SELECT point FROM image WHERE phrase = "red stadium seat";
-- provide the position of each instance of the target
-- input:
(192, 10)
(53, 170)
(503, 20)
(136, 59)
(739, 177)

**Do this:** Could you render every line of the records above as a JSON list of strings, one string per line, with blank lines dropped?

**Complete answer:**
[
  "SELECT point FROM image WHERE phrase = \"red stadium seat\";",
  "-- provide the position of each instance of the target",
  "-- input:",
  "(192, 10)",
  "(53, 170)",
  "(503, 20)",
  "(136, 59)",
  "(739, 177)"
]